▸ **ABOUT THIS TASK**
Copy out, from the data, each line containing the string "below".

Stored dataset items:
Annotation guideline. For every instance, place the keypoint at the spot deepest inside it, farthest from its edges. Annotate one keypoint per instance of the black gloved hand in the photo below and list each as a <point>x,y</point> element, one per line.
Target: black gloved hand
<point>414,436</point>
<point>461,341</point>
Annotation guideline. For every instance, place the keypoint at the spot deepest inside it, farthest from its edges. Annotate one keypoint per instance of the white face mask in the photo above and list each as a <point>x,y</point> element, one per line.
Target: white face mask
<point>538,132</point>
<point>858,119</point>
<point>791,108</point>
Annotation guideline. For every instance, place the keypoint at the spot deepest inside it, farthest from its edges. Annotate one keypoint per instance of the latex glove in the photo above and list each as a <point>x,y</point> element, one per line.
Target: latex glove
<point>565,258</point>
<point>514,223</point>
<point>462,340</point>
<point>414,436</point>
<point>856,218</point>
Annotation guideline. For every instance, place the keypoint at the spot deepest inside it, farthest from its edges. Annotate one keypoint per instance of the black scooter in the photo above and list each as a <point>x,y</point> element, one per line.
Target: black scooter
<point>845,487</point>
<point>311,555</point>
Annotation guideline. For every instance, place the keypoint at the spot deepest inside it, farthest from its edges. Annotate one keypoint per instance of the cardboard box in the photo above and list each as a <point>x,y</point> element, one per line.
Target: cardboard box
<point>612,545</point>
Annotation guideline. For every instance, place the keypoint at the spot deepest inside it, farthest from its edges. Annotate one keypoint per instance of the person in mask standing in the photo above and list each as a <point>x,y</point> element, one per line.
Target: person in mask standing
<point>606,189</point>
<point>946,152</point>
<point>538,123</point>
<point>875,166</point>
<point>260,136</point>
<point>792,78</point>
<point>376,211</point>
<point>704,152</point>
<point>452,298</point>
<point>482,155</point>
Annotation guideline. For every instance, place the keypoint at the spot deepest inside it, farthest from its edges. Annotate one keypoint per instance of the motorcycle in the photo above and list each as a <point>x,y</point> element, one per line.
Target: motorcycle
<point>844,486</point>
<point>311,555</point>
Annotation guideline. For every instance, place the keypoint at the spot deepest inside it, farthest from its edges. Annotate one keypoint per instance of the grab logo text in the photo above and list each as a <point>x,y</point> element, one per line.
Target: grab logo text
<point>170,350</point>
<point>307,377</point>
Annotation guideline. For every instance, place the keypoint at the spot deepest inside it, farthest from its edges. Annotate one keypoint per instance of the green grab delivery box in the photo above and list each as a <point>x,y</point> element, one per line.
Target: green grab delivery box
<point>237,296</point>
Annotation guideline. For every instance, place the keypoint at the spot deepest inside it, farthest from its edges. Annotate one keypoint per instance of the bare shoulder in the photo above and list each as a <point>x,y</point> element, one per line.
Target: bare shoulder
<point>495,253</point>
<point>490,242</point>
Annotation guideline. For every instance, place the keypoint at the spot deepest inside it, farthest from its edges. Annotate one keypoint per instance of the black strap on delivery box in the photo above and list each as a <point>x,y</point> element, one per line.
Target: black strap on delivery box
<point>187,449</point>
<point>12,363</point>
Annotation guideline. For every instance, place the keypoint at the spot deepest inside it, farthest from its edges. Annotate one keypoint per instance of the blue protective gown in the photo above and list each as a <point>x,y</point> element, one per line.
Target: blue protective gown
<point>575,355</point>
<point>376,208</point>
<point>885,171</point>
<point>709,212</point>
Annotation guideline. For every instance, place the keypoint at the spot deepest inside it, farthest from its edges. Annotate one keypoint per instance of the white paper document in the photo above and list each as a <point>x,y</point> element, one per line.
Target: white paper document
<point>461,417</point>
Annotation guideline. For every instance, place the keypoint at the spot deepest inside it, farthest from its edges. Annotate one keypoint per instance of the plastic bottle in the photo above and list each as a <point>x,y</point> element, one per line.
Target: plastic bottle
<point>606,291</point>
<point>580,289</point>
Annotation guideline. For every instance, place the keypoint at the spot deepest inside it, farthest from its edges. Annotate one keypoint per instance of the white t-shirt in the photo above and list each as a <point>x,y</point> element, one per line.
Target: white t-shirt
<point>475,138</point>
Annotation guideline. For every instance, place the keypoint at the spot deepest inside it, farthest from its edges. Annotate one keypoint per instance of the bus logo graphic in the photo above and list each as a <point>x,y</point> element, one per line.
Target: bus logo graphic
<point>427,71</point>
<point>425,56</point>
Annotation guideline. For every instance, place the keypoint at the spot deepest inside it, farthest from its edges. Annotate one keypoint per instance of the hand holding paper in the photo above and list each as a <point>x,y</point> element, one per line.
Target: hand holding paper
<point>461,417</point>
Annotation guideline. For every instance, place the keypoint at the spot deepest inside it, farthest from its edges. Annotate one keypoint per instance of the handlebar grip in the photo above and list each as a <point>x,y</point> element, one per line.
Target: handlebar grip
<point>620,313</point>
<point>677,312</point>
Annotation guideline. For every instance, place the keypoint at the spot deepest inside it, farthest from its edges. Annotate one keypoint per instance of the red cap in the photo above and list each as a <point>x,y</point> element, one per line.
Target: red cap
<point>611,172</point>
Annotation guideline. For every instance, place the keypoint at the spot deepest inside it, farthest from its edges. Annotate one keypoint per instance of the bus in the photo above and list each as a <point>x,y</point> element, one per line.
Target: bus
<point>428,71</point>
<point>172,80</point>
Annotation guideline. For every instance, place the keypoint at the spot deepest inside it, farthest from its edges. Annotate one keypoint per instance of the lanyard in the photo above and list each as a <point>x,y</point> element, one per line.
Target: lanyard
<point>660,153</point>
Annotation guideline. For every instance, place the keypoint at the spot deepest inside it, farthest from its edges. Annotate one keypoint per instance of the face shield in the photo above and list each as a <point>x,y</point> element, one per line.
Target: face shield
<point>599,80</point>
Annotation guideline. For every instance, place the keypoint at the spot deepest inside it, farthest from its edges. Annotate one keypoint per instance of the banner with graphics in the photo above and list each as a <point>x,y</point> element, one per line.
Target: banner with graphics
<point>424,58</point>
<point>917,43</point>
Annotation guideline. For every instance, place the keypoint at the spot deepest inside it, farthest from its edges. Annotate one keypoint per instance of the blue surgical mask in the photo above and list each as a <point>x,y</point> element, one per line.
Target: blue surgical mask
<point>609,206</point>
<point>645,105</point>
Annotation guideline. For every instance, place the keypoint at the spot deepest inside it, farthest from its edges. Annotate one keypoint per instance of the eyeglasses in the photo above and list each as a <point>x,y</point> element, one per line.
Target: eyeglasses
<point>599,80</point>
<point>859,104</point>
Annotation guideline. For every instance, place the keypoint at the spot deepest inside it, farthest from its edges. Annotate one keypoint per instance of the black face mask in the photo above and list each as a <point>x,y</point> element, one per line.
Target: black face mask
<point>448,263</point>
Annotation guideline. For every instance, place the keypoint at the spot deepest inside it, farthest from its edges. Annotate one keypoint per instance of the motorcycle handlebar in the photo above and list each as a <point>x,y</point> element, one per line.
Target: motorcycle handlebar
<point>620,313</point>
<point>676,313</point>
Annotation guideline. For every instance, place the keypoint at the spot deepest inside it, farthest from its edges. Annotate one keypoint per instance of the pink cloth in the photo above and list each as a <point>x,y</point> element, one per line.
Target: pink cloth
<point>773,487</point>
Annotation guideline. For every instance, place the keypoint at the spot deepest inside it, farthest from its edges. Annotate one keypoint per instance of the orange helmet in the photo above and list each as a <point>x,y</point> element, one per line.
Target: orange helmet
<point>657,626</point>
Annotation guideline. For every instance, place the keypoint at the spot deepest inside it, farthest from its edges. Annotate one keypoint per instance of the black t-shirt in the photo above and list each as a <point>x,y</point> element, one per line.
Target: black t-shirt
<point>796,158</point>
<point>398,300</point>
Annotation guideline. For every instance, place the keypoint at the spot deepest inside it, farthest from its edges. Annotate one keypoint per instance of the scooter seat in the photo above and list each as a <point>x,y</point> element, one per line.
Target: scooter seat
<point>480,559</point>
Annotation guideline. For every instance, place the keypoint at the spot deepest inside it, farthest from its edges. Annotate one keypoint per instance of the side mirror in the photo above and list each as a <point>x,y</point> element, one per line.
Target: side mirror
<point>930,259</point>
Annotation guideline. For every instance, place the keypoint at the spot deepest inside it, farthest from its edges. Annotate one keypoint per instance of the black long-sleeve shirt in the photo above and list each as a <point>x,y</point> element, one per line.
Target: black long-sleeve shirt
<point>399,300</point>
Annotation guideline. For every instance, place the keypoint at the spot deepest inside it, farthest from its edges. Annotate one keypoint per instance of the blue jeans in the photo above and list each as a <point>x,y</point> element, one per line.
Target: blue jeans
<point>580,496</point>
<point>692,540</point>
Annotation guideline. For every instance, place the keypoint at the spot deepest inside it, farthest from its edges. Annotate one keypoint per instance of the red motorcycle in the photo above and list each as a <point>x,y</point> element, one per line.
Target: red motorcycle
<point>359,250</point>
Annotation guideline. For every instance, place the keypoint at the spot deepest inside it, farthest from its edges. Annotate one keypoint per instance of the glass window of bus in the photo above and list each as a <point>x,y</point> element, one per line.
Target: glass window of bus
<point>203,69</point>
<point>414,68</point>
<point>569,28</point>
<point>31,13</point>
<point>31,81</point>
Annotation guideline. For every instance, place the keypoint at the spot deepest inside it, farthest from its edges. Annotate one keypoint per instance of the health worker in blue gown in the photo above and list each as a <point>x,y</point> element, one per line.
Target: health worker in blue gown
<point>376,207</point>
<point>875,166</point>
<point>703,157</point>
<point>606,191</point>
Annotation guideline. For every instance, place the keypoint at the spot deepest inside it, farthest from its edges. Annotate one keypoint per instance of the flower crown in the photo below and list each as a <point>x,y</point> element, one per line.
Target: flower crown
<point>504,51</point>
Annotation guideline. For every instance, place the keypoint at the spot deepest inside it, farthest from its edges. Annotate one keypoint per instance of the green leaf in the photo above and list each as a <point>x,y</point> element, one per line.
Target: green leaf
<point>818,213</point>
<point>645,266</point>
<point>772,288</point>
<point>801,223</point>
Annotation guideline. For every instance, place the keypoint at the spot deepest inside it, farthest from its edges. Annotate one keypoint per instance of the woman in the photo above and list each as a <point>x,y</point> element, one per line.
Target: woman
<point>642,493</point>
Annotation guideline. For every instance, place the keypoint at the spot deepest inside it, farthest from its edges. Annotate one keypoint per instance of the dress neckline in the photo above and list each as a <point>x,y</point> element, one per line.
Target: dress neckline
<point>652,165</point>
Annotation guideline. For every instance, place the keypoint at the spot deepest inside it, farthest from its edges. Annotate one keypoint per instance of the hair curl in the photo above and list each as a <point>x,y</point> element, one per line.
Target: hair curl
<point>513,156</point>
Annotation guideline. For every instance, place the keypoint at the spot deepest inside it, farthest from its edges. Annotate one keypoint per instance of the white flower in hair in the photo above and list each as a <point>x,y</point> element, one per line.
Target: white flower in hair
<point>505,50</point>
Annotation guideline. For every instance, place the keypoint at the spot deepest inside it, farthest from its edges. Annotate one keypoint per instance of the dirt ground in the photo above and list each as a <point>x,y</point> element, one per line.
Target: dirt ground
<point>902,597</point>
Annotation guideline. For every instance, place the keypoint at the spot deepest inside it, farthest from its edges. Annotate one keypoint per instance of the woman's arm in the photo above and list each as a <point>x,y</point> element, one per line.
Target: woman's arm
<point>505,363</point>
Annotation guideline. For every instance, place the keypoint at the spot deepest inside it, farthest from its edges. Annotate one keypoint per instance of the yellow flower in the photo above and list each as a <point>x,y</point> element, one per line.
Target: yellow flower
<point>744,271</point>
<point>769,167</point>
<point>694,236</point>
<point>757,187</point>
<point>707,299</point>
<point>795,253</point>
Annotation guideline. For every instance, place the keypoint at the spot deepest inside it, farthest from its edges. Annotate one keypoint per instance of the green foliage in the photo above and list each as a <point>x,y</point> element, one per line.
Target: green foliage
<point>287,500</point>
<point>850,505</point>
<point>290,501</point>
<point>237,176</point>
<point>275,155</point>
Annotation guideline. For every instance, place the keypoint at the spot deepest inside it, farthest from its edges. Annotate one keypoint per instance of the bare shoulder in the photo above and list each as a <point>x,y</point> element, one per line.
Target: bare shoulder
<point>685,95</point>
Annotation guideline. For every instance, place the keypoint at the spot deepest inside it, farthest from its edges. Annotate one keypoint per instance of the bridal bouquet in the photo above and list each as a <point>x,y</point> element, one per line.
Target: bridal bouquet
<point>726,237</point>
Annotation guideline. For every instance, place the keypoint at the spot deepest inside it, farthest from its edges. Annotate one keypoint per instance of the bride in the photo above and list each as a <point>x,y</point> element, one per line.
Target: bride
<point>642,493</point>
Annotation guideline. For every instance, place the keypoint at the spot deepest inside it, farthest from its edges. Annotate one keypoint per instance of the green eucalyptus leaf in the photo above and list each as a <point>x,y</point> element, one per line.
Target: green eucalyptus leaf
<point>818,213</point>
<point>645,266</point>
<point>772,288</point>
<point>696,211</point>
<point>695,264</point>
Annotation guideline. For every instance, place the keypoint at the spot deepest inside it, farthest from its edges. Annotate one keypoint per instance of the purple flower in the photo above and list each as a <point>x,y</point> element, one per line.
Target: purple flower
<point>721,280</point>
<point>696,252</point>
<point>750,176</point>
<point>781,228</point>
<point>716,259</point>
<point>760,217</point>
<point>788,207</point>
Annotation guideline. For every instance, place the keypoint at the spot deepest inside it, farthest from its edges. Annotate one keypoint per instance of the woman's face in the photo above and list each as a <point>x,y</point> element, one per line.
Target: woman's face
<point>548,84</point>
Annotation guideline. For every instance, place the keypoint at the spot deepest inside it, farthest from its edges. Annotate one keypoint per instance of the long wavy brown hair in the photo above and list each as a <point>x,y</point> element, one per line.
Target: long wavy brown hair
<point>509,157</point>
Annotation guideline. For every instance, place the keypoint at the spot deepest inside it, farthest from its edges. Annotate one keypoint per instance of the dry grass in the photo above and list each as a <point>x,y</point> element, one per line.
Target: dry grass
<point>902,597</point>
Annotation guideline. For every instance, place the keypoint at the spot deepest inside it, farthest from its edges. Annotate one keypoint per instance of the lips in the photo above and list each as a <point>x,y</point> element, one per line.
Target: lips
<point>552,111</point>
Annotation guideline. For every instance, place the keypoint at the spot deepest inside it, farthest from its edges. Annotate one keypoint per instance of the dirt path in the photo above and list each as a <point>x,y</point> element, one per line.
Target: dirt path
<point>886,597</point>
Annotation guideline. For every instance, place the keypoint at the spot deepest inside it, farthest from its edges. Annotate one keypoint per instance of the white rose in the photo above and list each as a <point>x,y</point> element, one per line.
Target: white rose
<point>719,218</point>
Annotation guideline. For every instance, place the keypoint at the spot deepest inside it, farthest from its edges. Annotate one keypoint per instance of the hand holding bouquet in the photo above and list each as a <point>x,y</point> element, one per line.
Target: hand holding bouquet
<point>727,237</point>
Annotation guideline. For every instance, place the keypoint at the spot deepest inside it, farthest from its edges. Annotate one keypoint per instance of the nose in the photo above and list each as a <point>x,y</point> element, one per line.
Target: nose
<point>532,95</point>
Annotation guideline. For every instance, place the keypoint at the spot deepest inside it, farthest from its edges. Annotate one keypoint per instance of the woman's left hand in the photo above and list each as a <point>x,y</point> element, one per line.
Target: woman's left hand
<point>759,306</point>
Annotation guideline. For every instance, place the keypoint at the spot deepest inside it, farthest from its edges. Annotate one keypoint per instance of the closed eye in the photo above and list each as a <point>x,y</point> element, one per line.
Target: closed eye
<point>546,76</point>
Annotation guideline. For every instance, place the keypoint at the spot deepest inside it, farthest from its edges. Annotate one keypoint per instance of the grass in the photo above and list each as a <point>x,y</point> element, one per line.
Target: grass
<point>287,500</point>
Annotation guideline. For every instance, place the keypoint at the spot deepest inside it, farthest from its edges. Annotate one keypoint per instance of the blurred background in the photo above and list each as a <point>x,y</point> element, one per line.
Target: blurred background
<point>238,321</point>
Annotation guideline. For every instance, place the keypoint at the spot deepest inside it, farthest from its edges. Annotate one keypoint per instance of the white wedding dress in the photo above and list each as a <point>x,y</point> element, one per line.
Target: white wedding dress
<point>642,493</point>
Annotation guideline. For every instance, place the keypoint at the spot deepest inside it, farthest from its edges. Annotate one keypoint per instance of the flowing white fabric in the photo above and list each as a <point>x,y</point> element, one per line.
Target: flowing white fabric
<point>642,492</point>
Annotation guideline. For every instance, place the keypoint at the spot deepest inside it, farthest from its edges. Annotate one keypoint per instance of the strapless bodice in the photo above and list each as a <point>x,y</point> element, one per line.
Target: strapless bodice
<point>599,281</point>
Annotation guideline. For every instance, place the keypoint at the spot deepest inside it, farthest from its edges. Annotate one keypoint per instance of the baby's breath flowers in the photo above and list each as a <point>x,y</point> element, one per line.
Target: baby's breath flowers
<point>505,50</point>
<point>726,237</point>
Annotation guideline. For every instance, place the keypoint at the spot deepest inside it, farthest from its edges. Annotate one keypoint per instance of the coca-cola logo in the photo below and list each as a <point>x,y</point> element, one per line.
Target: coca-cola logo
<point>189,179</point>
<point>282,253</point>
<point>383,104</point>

▸ **ANSWER SECTION**
Annotation guideline. For every instance, place the keypoint at the spot deepest inside it, farthest from its edges. Annotate one keypoint per instance of the black gloved hand in the photo below and list each as a <point>x,y</point> element, one per line.
Annotation guideline. For every instance, place the keypoint at the spot deepest inside it, farthest from its edges. Annotate one keypoint per instance of the flower crown in the photo below and list each as a <point>x,y</point> element, one per line.
Annotation guideline. For every instance, place the keypoint at the spot deepest inside it, farthest from its edges. Annotate one keypoint per instance of the coca-cola logo in the photo below and list each as a <point>x,y</point> element, one per line.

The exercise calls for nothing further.